Berg tours Jamestown airport, GRE
U.S. Rep. Rick Berg, R-N.D., toured the renovated Jamestown Regional Airport and Great River Energy’s Spiritwood Station Wednesday. “The airport is immaculate. It’s in great shape,” Berg said following the tours.By: Kari Lucin, The Jamestown Sun
U.S. Rep. Rick Berg, R-N.D., toured the renovated Jamestown Regional Airport and Great River Energy’s Spiritwood Station Wednesday.
“The airport is immaculate. It’s in great shape,” Berg said following the tours.
Jamestown Mayor Katie Andersen, Airport Manager Matt Leitner and Jim Boyd, Jamestown Regional Airport Authority chairman, showed Berg the newly-renovated airport Wednesday morning.
The group discussed the progress Great Lakes Aviation and Delta Air Lines have made on improving service to the airport since a meeting of government and airline officials in Washington, D.C., in June.
Great Lakes has held the U.S. Department of Transportation contract for Essential Air Service for JRA since mid-March, when it took over from Delta Air Lines.
In the immediate wake of the changeover, flight reliability plunged, and only about 50 percent of flights to the JRA were on time. Meanwhile, boardings at JRA collapsed, from 797 in February to just 185 in April.
At the Washington meeting, JRAA officials and government officials — including Berg — gave Delta and Great Lakes a list of problems that needed to be solved, and asked both airlines to respond with specific solutions.
Since then, flight reliability has improved to approximately 80 percent, Leitner told Berg during the tour, and even when planes are late, they are late 15 minutes rather than two, three or four hours.
“We’ve been meeting with Great Lakes and I think we’ve made some progress,” Berg said.
He added that EAS was designed for small communities so that they could increase their boardings to become self-sustaining — and that Jamestown was a good example of what EAS could do.
“We’re going to go back to Great Lakes after this and my goal is to thank them for the things they’ve done, but also hold them accountable,” Berg said.

(Contour labeling items)
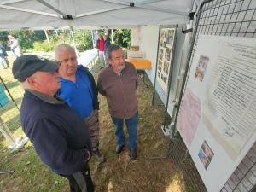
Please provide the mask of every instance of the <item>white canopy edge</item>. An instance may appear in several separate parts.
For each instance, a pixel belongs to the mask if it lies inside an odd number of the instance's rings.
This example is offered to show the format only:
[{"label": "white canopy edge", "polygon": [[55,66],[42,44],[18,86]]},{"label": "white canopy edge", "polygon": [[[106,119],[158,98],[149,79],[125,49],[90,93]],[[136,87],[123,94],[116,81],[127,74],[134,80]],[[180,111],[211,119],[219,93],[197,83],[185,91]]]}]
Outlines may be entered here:
[{"label": "white canopy edge", "polygon": [[189,24],[193,3],[194,0],[0,0],[0,31],[70,26],[132,29],[144,25]]}]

(TASK LIST):
[A] Summarize the article on Rick Berg's Jamestown tour in two sentences.
[B] Answer these questions using the article on Rick Berg's Jamestown tour:
(i) How many boardings did the airport have in April?
(ii) What is the approximate flight reliability now, according to Leitner?
(iii) When did Great Lakes take over the Essential Air Service contract?

(SOLUTIONS BELOW):
[A] U.S. Rep. Rick Berg toured the renovated Jamestown Regional Airport and Great River Energy's Spiritwood Station, and he called the airport immaculate. After Great Lakes Aviation took over the Essential Air Service contract from Delta Air Lines in mid-March, on-time flights and boardings dropped sharply, but reliability has since improved to about 80 percent, and Berg said he would both thank Great Lakes and hold it accountable.

[B]
(i) 185
(ii) About 80 percent
(iii) Mid-March